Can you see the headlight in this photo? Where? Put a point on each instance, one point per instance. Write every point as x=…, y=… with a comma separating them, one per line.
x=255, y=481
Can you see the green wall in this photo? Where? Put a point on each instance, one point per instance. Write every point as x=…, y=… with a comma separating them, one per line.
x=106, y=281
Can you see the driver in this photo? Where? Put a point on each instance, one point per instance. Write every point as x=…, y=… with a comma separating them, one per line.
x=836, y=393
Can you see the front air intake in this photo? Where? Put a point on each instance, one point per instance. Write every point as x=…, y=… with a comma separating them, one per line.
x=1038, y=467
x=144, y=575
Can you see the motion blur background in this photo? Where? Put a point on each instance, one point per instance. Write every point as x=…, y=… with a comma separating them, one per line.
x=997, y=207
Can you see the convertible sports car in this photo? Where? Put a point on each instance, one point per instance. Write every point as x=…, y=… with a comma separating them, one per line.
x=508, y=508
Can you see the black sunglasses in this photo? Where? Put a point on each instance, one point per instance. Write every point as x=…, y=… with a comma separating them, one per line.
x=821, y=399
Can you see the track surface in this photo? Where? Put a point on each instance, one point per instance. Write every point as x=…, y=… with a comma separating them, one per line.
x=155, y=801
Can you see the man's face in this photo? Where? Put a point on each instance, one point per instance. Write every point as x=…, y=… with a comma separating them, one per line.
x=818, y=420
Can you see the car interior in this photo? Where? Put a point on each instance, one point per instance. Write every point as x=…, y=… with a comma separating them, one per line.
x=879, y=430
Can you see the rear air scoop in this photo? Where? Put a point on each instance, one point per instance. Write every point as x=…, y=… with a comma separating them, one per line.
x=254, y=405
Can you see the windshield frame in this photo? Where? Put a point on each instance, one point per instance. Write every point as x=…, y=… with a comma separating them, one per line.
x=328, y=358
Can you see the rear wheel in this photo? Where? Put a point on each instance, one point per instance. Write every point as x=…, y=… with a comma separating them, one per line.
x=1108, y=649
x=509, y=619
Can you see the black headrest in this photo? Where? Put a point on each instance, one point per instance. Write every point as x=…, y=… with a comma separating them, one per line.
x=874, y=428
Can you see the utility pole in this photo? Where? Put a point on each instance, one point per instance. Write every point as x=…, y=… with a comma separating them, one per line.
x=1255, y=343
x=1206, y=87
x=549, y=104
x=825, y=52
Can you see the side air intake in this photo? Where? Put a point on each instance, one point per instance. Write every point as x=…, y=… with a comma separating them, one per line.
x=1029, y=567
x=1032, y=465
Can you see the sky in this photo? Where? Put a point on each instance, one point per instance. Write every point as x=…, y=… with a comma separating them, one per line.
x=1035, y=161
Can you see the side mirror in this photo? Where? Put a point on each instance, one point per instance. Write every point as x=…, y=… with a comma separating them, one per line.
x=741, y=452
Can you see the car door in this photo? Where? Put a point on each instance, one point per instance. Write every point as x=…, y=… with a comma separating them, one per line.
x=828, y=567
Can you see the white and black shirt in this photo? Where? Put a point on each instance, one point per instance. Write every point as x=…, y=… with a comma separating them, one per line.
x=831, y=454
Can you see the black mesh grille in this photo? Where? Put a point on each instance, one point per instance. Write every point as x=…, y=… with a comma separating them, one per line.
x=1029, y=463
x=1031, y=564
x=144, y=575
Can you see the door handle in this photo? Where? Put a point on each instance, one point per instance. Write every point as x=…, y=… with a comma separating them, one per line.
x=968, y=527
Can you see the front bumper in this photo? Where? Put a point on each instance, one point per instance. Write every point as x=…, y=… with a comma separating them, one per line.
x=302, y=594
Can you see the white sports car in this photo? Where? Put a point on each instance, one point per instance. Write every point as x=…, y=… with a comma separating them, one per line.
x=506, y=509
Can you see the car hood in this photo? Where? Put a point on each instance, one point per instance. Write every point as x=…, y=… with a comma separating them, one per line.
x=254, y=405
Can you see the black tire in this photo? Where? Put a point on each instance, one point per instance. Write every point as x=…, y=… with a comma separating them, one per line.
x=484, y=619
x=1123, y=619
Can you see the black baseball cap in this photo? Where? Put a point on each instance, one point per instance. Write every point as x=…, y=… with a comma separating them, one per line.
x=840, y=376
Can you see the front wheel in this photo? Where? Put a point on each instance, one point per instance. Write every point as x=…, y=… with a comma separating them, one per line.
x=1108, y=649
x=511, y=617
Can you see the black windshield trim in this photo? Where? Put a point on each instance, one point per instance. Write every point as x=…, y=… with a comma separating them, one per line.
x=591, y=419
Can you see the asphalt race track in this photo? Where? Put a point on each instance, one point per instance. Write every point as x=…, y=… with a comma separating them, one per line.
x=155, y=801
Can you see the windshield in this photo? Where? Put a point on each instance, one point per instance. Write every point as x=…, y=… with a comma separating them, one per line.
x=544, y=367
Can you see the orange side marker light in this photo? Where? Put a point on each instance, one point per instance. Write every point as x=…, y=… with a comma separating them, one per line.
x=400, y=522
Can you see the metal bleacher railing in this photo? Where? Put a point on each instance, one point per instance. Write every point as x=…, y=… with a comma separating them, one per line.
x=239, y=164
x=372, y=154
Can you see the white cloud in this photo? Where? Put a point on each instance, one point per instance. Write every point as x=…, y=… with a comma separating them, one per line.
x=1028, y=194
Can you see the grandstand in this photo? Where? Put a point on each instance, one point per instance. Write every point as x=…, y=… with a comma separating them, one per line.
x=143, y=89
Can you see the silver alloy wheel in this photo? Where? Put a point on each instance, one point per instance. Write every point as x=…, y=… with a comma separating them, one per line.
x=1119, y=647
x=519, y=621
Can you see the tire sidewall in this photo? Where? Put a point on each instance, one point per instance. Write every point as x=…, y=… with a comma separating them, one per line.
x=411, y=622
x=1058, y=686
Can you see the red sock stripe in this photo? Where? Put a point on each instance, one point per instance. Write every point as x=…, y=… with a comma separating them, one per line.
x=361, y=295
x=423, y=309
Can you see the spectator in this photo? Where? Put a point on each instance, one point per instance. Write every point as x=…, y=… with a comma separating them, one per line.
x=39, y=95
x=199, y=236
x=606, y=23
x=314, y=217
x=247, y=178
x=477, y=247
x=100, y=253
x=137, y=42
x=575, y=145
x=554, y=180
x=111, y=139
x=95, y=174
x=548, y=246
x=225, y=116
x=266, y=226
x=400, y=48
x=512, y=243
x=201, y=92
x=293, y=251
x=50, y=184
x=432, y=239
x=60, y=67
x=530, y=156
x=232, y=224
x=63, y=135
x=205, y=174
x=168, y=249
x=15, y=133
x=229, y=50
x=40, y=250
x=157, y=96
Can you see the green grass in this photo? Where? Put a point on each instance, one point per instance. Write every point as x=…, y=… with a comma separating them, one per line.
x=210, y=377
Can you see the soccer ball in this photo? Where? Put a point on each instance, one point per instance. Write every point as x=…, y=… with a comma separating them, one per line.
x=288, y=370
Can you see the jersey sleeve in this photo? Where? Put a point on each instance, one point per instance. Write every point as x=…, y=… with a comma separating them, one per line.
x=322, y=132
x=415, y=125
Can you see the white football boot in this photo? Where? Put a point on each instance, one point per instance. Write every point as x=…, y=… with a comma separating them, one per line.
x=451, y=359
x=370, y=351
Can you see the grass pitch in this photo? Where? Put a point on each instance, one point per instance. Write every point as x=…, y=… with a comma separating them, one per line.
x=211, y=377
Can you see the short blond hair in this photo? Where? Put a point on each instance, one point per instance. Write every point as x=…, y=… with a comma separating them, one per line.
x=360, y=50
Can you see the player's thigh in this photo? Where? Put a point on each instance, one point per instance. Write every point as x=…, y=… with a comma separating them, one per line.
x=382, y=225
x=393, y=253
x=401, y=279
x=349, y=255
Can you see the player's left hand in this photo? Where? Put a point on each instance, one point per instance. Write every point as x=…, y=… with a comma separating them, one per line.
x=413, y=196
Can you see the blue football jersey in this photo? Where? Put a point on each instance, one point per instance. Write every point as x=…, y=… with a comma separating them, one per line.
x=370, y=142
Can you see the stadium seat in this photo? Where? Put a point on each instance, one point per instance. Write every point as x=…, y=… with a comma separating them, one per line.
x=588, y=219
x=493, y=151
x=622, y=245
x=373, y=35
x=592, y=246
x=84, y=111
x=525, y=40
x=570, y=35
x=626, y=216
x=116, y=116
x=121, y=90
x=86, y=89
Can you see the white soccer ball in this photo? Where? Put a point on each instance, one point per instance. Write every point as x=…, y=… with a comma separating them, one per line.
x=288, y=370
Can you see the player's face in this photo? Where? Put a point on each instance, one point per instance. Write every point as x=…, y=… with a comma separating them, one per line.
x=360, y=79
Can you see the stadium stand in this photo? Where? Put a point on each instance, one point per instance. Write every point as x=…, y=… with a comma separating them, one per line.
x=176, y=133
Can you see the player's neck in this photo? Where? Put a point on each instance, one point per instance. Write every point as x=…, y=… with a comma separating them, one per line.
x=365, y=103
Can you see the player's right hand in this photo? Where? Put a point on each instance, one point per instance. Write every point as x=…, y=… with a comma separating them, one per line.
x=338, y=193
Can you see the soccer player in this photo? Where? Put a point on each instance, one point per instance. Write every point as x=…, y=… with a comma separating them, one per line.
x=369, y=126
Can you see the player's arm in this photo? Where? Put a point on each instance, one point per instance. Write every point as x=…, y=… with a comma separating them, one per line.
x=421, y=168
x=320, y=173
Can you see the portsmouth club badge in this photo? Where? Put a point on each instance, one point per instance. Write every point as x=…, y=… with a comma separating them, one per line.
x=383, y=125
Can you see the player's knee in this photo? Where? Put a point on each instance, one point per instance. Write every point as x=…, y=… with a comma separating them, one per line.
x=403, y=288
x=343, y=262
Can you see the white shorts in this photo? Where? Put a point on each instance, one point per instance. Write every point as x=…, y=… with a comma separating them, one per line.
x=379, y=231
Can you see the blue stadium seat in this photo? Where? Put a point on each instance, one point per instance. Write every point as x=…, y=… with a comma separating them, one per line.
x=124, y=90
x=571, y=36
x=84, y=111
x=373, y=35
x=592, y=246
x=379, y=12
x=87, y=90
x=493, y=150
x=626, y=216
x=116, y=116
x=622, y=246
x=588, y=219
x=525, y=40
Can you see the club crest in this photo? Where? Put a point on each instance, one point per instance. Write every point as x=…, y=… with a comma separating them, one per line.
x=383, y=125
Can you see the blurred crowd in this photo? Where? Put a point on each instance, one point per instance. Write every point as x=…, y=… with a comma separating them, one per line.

·····

Copy the stretch of rows from the start through the line containing "x=106, y=281", swapping "headlight" for "taillight" and leaving everything else unchanged.

Can you see the taillight in this photo? Where? Put a point on each instance, one point per instance. Write every point as x=…, y=… with a comma separating them, one per line.
x=255, y=481
Can you see the green wall in this photo? Where? Put a point on each instance, one point per instance. Write every point as x=…, y=… with a comma separating them, one per line.
x=106, y=281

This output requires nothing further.